Joshua Cowell, a well known and representative citizen and pioneer of San Joaquin county, residing at Manteca station, settled upon his present ranch in 1863. He is now interested in general farming and dairying, and is one of the leading advocates of irrigation, having proved in his own farm operations the value of this method in enhancing the productiveness of the land. So widely and favorably is Mr. Cowell known that his record cannot fail to prove of interest to many of our readers.
A native of Tioga county, New York, he was born on the 2d of January, 1842, and is a son of Henry and Elida (McMaster) Cowell, also natives the Empire state. The paternal grandfather, Joshua Cowell, was a soldier of the war of 1812. About 1845 Henry Cowell removed with his family from New York to Grant county, Wisconsin, and there he lost his wife nine years later. Joshua Cowell was reared in Grant county, where he made his home until 1861, when at the age of nineteen years he came to the west, making the journey across the plains with a train of emigrants. He drove an ox team all the way, reaching his destination after four months of travel. He left the train, however, at the Carson river in Nevada and remained for a time in that state. Subsequently he continued his journey to California, where he arrived in January, 1863, crossing the Sierra Nevada mountains on foot and coming direct to San Joaquin county. He then took up his abode at the place where he now resides and it has been his home continuously since. He had two brothers, Henry W. and Williston Cowell, who also located with him on the ranch. They were partners in its ownership and for some time they conducted farming operations there.

◆ TASKS TO COMPLETE
- 1) Decide whether each statement agrees with the Joshua Cowell sketch: (a) Cowell was born in Tioga county, New York; (b) Cowell's mother died in New York; (c) Cowell crossed the plains on horseback. Answer each with yes or no and quote the deciding words of the sketch.
- 2) According to the Joshua Cowell sketch, why is Cowell one of the leading advocates of irrigation? Answer in one to three sentences.
- 3) Continue the Joshua Cowell sketch, picking up after its last sentence.

◆ DATA ENTRIES
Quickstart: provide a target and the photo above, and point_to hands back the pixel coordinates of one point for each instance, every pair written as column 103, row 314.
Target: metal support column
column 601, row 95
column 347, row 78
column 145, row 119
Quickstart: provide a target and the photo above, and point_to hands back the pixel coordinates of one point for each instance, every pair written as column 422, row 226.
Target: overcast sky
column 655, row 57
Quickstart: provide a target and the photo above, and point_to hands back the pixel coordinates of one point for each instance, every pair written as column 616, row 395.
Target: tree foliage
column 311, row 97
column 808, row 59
==
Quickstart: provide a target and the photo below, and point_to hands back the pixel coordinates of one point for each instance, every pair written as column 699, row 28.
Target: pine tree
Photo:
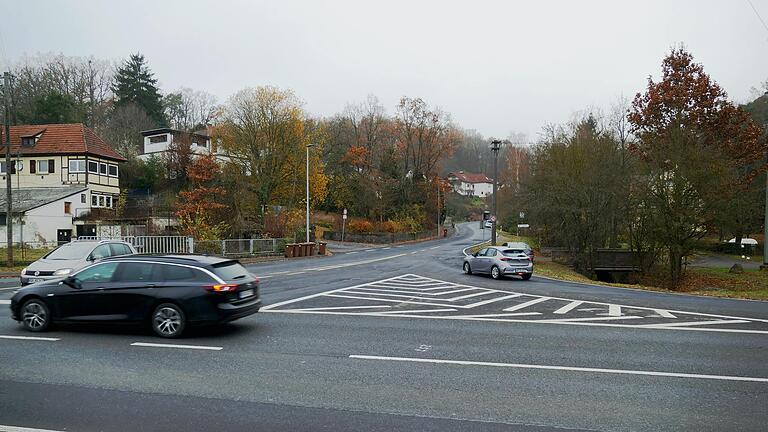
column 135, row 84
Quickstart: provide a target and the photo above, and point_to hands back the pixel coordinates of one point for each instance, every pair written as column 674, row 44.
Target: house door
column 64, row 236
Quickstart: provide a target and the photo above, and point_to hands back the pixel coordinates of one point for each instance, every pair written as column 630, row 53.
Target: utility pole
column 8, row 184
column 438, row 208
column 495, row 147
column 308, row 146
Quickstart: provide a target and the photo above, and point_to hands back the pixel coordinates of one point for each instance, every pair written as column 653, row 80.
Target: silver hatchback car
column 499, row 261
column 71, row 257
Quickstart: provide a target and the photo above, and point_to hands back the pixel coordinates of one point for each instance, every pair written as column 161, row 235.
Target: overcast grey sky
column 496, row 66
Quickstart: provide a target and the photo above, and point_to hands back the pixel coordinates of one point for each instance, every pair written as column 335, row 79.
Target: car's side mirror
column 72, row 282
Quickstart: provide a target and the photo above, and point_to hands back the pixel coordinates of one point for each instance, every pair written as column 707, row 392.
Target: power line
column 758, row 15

◆ RESULTS FOR EACH TASK
- 1)
(a) Yes: "A native of Tioga county, New York, he was born on the 2d of January, 1842"
(b) No: "About 1845 Henry Cowell removed with his family from New York to Grant county, Wisconsin, and there he lost his wife nine years later."
(c) No: "He drove an ox team all the way"

- 2) Cowell backs irrigation because he proved its value in his own farm operations. There it increased the productiveness of the land.

- 3)
On the 25th of November, 1868, Joshua Cowell was united in marriage to Miss Vientte Graves, a native of Grant county, Wisconsin, and to them were born five children, of whom three are now living: Mary E., the wife of Charles L. Salmon, a resident of San Joaquin county; Clara C., the wife of Clifford Wiggins, also of the same county; and Otis M., at home. In September, 1884, Mr. Cowell was again married, his second union being with Emily F. Sanders, a native of New York, and to them was born one daughter, Hattie, now at home.
After his first marriage Mr. Cowell took his bride to his farm, whereon he has resided continuously since and is now well known as one of the leding agriculturists of the county. For several years he has been interested in the subject of irrigation and is a strong advocate of that method of rendering the soil of San Joaquin county more productive. Irrigation ditches have been built throughout his entire farm, and the waters being turned upon the fields render the soil very rich and enables him to harvest abundant crops. For a number of years Mr. Cowell has been engaged as a contractor in the building of irrigation ditches and levees mainly in San Joaquin county. He devotes his farm to general agricultural pursuits and stock-raising, and both branches of his business have proved profitable. He is also extensively engaged in the dairy industry, and for five years served as president of the Cowell Station Cremery, being the first incumbent in that position. Whatever he undertakes he carries forward to successful completion, and while his labors have brought him prosperity they have also been of a character that has promoted the general good.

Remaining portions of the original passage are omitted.